§ DATASET RECORDS:
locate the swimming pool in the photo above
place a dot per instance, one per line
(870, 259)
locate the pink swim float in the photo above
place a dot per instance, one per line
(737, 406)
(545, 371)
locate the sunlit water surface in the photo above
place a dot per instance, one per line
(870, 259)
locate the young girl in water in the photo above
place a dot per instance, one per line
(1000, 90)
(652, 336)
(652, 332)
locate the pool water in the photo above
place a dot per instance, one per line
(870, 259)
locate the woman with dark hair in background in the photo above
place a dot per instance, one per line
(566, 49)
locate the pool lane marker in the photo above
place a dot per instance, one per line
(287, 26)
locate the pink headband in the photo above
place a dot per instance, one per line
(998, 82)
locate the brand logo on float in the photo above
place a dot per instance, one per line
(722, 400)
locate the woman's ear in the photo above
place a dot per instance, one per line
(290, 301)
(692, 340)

§ WHAT THE EXERCISE ASKS:
Reproduce all of the records above line for line, with no changes.

§ CORRECT OUTPUT:
locate the swimming pool in the photo above
place a dot per instance, one per line
(870, 259)
locate the pink swim float in the photo above
place a dot per instance, one per line
(737, 406)
(545, 371)
locate the sunlit water surface in the photo above
place a dot per instance, one per line
(870, 259)
locate the young girl in water in the photo above
place a dot per instance, one per line
(1000, 90)
(652, 336)
(652, 332)
locate the pool water in the photo above
place a dot per instance, one per line
(870, 259)
locate the woman with dark hair in background in the photo above
place a dot per instance, one per line
(566, 49)
locate the pool lane marker in the photo above
place a dot per instance, one per line
(287, 26)
locate the pink headband in the photo above
place a dot per instance, one per line
(998, 82)
locate the brand logo on float in the photo above
place a dot per instance, one per line
(722, 400)
locate the woman's ear in the photo above
place a dot per instance, one per line
(290, 301)
(692, 340)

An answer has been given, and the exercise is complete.